═════ EXTRACTED RECORDS

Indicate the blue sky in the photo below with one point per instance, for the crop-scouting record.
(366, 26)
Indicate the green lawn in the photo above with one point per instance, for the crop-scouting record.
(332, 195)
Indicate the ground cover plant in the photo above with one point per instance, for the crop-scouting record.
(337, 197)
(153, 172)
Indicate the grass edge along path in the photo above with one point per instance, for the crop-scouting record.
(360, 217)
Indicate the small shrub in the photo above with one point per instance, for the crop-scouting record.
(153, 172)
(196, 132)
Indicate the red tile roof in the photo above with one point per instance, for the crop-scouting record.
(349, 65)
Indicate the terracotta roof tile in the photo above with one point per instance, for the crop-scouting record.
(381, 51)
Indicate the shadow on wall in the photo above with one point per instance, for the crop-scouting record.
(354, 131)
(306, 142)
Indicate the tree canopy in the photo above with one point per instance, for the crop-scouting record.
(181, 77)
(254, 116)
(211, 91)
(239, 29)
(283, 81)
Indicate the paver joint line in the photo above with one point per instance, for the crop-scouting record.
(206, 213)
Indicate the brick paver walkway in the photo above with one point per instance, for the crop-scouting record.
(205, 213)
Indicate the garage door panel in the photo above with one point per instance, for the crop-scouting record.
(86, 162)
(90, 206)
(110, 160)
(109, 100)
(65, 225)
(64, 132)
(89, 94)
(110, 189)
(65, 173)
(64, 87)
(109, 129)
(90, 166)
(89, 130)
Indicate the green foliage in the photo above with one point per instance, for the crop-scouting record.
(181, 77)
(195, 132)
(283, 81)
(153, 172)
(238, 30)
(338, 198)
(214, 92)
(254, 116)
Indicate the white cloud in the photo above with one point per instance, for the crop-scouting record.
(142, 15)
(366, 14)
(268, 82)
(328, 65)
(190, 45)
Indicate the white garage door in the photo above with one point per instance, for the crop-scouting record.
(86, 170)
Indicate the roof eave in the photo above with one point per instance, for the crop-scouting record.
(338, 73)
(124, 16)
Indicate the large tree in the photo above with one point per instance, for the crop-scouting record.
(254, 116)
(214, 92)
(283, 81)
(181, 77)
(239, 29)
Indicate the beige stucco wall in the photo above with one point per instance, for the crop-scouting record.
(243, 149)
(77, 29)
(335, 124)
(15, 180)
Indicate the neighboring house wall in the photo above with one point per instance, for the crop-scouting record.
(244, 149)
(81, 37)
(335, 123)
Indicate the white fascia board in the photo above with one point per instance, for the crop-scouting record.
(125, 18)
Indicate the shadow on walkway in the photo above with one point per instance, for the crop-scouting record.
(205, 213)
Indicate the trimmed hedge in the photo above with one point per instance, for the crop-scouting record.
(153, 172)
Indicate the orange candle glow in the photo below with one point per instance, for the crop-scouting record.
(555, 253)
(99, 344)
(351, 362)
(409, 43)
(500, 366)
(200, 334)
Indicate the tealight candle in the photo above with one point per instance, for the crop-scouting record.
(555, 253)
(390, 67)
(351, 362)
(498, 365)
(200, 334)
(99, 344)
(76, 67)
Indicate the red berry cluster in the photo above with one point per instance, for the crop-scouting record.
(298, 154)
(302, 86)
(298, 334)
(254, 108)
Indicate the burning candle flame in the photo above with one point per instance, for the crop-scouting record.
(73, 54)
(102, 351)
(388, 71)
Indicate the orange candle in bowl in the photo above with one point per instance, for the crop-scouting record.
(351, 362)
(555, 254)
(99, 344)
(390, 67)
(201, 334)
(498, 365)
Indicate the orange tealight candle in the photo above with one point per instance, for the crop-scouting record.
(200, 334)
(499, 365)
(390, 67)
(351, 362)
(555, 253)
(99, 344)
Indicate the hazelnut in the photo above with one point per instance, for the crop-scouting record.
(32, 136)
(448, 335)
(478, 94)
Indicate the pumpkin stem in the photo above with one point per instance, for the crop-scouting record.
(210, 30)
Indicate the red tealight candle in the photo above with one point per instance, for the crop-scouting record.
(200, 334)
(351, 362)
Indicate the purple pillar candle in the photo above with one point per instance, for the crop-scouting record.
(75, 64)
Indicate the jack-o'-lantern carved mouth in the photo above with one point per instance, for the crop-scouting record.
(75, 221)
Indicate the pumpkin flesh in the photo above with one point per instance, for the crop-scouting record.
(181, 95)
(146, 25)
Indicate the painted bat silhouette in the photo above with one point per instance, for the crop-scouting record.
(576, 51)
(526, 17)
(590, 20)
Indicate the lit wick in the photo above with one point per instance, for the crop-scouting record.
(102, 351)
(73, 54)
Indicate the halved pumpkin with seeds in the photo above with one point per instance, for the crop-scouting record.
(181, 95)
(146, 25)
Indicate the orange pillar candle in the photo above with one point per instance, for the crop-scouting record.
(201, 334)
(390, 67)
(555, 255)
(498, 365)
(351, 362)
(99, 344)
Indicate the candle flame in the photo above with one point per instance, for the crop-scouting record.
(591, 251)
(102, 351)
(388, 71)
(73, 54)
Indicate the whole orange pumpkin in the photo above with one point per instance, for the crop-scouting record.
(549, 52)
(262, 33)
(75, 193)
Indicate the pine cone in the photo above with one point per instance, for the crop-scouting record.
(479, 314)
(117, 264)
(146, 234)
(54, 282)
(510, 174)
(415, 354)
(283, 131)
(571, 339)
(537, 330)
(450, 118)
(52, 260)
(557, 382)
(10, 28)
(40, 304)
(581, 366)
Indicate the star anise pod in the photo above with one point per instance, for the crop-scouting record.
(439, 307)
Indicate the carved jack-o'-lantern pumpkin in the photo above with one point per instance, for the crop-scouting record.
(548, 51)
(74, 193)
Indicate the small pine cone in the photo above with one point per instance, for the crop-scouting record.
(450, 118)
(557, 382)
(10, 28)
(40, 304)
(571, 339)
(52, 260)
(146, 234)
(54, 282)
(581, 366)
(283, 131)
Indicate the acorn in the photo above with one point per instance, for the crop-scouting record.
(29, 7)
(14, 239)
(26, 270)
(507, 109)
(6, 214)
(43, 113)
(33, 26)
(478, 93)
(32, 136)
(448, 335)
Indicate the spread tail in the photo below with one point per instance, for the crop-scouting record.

══════════
═════ EXTRACTED RECORDS

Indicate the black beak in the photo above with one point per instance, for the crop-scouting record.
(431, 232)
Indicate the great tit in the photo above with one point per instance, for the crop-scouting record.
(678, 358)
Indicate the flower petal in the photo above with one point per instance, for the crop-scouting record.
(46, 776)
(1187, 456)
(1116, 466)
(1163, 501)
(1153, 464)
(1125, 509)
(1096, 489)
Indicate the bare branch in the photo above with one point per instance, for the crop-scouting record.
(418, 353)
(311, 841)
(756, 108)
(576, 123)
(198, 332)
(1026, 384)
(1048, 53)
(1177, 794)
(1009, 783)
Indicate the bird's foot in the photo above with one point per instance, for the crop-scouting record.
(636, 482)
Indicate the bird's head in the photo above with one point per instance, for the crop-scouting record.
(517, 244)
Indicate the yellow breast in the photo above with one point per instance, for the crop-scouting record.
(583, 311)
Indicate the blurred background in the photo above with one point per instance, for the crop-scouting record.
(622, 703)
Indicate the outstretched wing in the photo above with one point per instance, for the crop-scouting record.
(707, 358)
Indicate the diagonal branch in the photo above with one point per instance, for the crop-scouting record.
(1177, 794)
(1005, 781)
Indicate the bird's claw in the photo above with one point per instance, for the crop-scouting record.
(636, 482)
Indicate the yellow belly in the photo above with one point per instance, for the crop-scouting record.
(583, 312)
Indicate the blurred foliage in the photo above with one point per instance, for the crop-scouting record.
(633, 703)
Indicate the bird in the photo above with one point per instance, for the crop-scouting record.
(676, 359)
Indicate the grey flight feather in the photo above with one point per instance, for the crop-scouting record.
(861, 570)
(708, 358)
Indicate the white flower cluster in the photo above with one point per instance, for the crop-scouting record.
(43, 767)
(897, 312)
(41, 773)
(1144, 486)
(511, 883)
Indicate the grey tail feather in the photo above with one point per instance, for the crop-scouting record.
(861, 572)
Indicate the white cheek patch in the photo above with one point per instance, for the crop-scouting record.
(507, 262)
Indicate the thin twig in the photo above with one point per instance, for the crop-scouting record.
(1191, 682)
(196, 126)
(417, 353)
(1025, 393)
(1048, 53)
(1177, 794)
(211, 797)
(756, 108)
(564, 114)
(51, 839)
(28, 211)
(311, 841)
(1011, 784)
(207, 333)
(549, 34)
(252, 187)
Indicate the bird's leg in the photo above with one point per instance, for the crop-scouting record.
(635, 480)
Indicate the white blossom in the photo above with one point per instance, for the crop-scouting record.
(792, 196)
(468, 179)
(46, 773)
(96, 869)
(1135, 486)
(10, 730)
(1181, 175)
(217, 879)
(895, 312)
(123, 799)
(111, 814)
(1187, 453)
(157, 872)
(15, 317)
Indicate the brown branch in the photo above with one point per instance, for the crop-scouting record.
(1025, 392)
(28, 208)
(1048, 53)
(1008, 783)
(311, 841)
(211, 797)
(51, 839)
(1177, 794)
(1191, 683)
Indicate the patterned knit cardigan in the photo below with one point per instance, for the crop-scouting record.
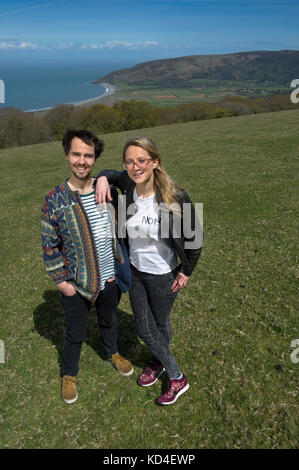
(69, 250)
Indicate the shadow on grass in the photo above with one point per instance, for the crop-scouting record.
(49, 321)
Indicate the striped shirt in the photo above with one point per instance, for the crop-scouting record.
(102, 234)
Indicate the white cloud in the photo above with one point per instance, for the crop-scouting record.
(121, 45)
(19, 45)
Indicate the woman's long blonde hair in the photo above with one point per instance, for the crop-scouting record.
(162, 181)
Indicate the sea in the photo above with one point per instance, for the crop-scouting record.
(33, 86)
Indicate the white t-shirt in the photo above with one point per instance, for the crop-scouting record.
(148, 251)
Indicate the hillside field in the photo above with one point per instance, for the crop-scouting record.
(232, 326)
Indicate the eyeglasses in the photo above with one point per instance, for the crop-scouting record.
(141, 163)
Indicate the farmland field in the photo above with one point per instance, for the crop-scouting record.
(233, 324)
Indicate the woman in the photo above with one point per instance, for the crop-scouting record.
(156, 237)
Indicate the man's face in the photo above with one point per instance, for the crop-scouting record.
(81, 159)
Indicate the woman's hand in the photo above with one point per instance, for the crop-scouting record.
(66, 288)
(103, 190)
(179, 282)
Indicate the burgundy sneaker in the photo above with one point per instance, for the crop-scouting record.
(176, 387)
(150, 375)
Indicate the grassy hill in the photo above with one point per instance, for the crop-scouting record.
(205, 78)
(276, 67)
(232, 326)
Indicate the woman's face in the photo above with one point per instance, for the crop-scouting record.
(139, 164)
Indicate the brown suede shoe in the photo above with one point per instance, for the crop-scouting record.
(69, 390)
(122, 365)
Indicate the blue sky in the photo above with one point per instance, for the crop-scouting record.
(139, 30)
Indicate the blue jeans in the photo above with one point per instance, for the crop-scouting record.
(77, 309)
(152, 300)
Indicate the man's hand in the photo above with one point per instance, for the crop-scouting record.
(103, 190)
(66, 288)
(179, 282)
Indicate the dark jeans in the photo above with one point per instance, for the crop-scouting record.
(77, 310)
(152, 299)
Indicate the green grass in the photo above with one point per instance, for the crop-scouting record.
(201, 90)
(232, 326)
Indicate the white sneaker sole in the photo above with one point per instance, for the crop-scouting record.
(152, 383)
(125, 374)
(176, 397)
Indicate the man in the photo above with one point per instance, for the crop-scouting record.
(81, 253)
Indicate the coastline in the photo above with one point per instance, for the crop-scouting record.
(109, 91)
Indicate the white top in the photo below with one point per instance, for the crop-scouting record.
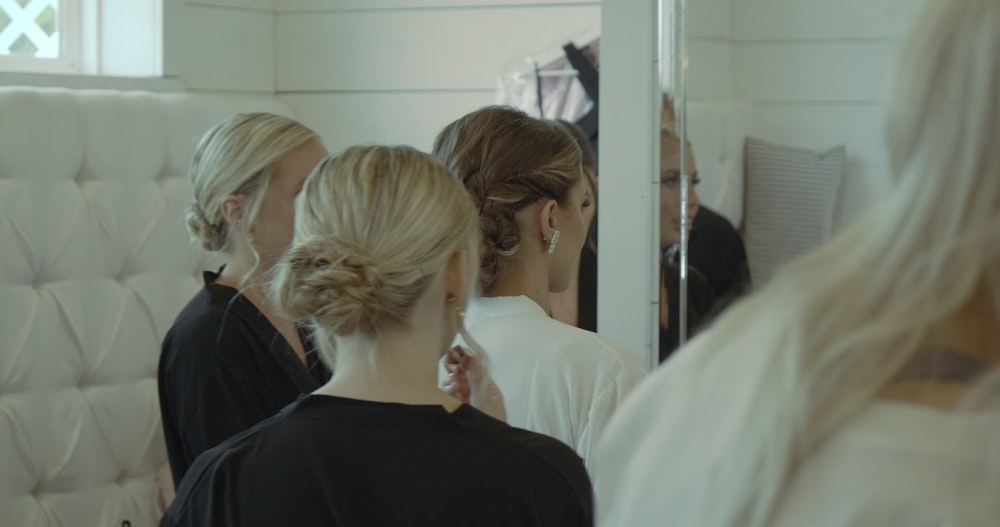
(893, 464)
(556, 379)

══════════

All lines in the listing above between the line with "Indicate the orange pillar" and the line with "Indicate the spread", inclusive, should be set down exactly, and no line outside that range.

Indicate the orange pillar candle in the photo above with one point per instance, for the crop-scouting record.
(201, 334)
(390, 67)
(555, 255)
(498, 365)
(351, 362)
(99, 344)
Indicate the candle flame in the photo above with one point per instance, for the crop-scouting record.
(591, 251)
(102, 351)
(388, 71)
(73, 54)
Indicate the whole orange pumpkin in the photo above with one point per instance, for the crop-scouting record.
(549, 52)
(262, 33)
(75, 193)
Indicate the pine cone in the photo above with one point per instance, for the crop-scouting record.
(479, 314)
(117, 264)
(146, 234)
(54, 282)
(510, 174)
(415, 354)
(283, 131)
(571, 339)
(537, 330)
(450, 118)
(52, 260)
(557, 382)
(10, 28)
(40, 304)
(581, 366)
Indicate the star anise pod in the photo above with one point per instance, for the crop-scouting record.
(439, 307)
Indicate the carved jack-o'-lantern pumpkin in the photo above with one point per instance, for the crop-scouting record.
(548, 51)
(74, 193)
Indicate the small pine cone in the photo above with one point per instance, for the crop-scouting record.
(450, 118)
(557, 382)
(10, 28)
(40, 304)
(571, 339)
(52, 260)
(146, 234)
(54, 282)
(581, 366)
(283, 131)
Indicate the acorn in the photo above with one point per instance, for the crop-scouting record.
(29, 7)
(14, 239)
(26, 270)
(507, 109)
(6, 214)
(43, 113)
(33, 26)
(478, 93)
(32, 136)
(448, 335)
Indicate the spread tail in the photo below with one point per instance, for the crop-scouting record.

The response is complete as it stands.